Document extract:
When construction was completed in 1917, it was the largest and best equipped hatchery in California and could produce 2,000,000 fish fry per year. Initially, fish eggs were collected from the Rae Lakes and were transported to the hatchery by mule train. Since 1918, golden trout eggs have been collected from the Cottonwood Lakes. This program is the sole source of California golden trout eggs, currently operated by the nearby Black Rock Fish Hatchery since the closure of Mt Whitney Hatchery in 2008.

In July 1931, the Mount Whitney Fish Hatchery and the Colorado Fish Commission traded 30,000 Colorado River cutthroat trout eggs for 25,000 golden trout eggs. The resulting Colorado cutthroat fry were planted in remote High Sierra lakes at very high elevations. Over the following 50 years, the population in Colorado became endangered due to habitat destruction and interbreeding with other species of trout. The cutthroats now living in California remained pure. In 1987, California and Colorado cooperated to transplant 50 genetically pure cutthroats back to a remote lake in Rocky Mountain National Park, where they thrived.

==Proposed closure==
In 1996, the California Department of Fish and Game proposed closing the hatchery due to budget cuts. Local and statewide opposition to the closure developed, and a plan was approved to save the facility in order to "provide the public with an interpretation of the historical significance of the hatchery, knowledge of the hatchery's function and an understanding of our natural resources". Legislation was passed designating the "Friends of the Mt. Whitney Fish Hatchery" as a private group authorized to lease part of the hatchery in order to maintain and preserve it, in coordination with the State Office of Historic Preservation.

==Wildfire and mudslide==
On July 5, 2007, a 55000 acre wildfire burned upstream to the west of the Mount Whitney Fish Hatchery. A year later on July 12, 2008, a heavy thunderstorm caused a massive mudslide in the fire-scarred Oak Creek watershed that swept downstream, severely damaging the ponds and water supplies of the hatchery, as well as two employee housing units. The main building escaped major damage. The Friends of the Mt. Whitney Fish Hatchery organized restoration work that allowed the interpretive center and display pond to re-open on May 30, 2009.

The first group of fish to come out of the hatchery in three years were planted in Diaz Lake, and a Kids Fishing Day was held in May, 2010. An expanded interpretive center was planned.

== Land transfer to California tribe ==
On November 29, 2023, the California Department of Fish and Wildlife (CDFW) announced that more than 40 acres of the Mount Whitney Fish Hatchery land will be transferred to Fort Independence Indian Community. This is the first ever land transfer by CDFW to a California tribe. The no-cost transfer, to be completed early 2024, was approved the prior week by the Wildlife Conservation Board following years of discussion.

The land includes the fish hatchery structures and native habitat. CDFW Director Charlton H. Bonham noted that the land transfer "honors Governor Newsom’s Executive Order encouraging the transfer of excess lands to California Native American tribes and it is a Nature Based Solution that contributes to the goals of 30x30.”

Indigenous Paiute members settled in the area since time immemorial, and Tribal Chairman Carl Dahlberg responded to the land transfer announcement saying, "This property is inextricably intwined into who we are as Paiute people and we hope to bring this knowledge and history back to the community through the preservation of the Mount Whitney Fish Hatchery.”

Brief 1: List every full date (month, day and year) given in the passage on the Mount Whitney Fish Hatchery, in the order they appear.
Brief 2: Reproduce the passage on the Mount Whitney Fish Hatchery word for word between "In July 1931, the" and "where they thrived.", inclusive.

Supplied records:
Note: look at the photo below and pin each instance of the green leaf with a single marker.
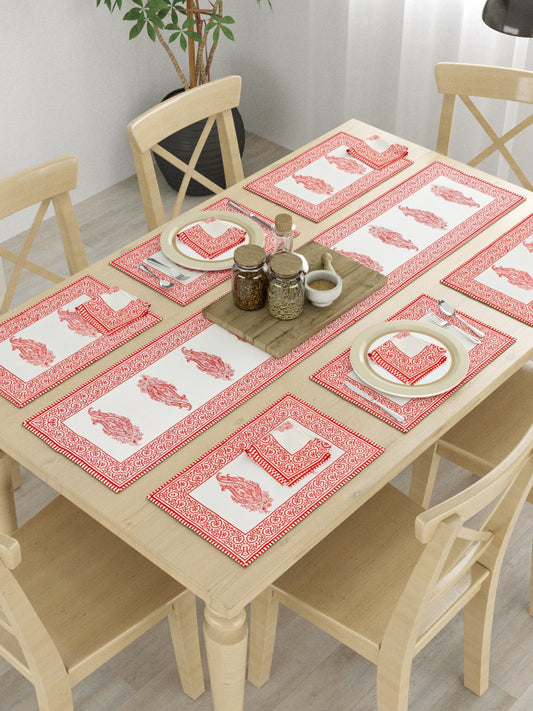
(227, 32)
(137, 29)
(134, 14)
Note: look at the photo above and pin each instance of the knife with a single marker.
(251, 215)
(366, 396)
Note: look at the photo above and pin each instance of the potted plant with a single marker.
(196, 31)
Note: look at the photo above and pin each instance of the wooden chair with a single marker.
(45, 183)
(72, 595)
(389, 578)
(481, 440)
(212, 101)
(473, 80)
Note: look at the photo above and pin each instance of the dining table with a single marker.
(223, 576)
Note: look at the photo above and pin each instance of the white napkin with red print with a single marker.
(377, 152)
(210, 246)
(408, 357)
(112, 310)
(289, 453)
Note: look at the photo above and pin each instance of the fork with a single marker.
(438, 321)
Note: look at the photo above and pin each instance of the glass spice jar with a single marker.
(249, 278)
(285, 286)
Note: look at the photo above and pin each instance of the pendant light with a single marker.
(512, 17)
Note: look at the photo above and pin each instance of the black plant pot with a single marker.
(182, 144)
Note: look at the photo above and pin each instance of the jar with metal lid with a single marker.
(285, 286)
(249, 278)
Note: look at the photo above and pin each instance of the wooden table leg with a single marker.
(226, 641)
(8, 516)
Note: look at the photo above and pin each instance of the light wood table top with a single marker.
(224, 585)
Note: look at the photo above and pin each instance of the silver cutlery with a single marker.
(163, 283)
(169, 271)
(366, 396)
(438, 321)
(251, 215)
(448, 310)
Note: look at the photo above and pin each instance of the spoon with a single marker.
(163, 283)
(450, 311)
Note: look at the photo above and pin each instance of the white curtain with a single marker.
(391, 49)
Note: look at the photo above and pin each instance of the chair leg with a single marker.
(263, 623)
(183, 624)
(478, 618)
(423, 476)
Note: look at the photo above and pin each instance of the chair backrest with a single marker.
(212, 101)
(457, 558)
(474, 80)
(45, 183)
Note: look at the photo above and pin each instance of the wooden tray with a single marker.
(279, 337)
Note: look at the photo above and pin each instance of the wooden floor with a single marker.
(311, 671)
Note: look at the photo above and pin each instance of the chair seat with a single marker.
(380, 531)
(92, 585)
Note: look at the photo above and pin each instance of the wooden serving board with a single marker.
(279, 337)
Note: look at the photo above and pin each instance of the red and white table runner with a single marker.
(501, 275)
(334, 374)
(50, 341)
(323, 178)
(235, 504)
(191, 284)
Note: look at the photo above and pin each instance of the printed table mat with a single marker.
(416, 224)
(335, 373)
(501, 275)
(50, 341)
(323, 178)
(231, 501)
(134, 415)
(191, 284)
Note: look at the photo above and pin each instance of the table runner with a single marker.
(237, 506)
(323, 178)
(501, 275)
(50, 341)
(196, 283)
(336, 372)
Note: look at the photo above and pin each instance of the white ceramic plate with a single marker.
(440, 380)
(186, 257)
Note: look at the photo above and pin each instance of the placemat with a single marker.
(413, 226)
(236, 505)
(335, 373)
(192, 284)
(323, 179)
(50, 341)
(501, 275)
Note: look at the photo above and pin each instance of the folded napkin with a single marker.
(408, 357)
(288, 453)
(112, 310)
(377, 152)
(209, 246)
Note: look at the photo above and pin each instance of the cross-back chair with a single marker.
(73, 595)
(481, 440)
(212, 101)
(474, 80)
(49, 182)
(389, 578)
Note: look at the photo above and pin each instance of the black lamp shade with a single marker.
(512, 17)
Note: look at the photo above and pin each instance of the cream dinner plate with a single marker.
(440, 380)
(186, 257)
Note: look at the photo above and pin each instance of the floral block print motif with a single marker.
(50, 341)
(501, 275)
(236, 505)
(324, 178)
(417, 223)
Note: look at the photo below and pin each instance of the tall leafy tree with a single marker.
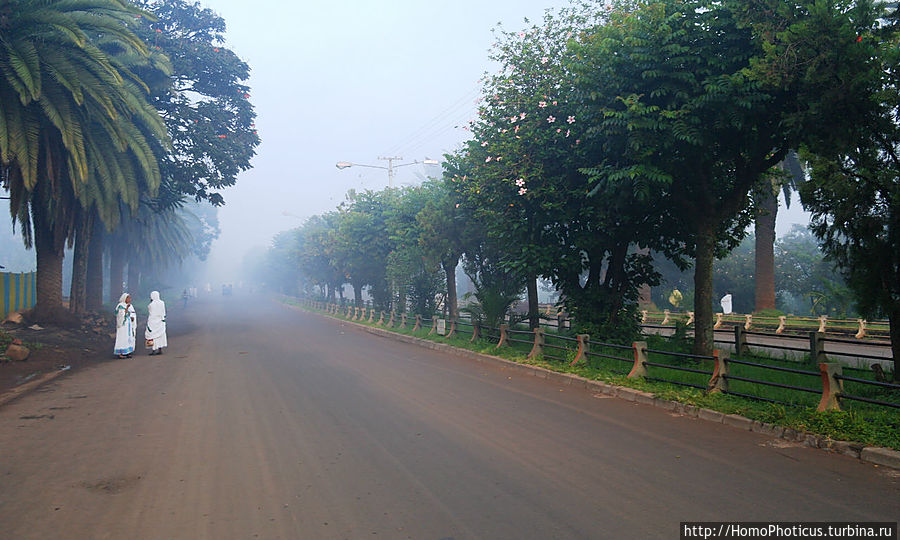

Exercise solution 1:
July 5, 2007
July 12, 2008
May 30, 2009
November 29, 2023

Exercise solution 2:
In July 1931, the Mount Whitney Fish Hatchery and the Colorado Fish Commission traded 30,000 Colorado River cutthroat trout eggs for 25,000 golden trout eggs. The resulting Colorado cutthroat fry were planted in remote High Sierra lakes at very high elevations. Over the following 50 years, the population in Colorado became endangered due to habitat destruction and interbreeding with other species of trout. The cutthroats now living in California remained pure. In 1987, California and Colorado cooperated to transplant 50 genetically pure cutthroats back to a remote lake in Rocky Mountain National Park, where they thrived.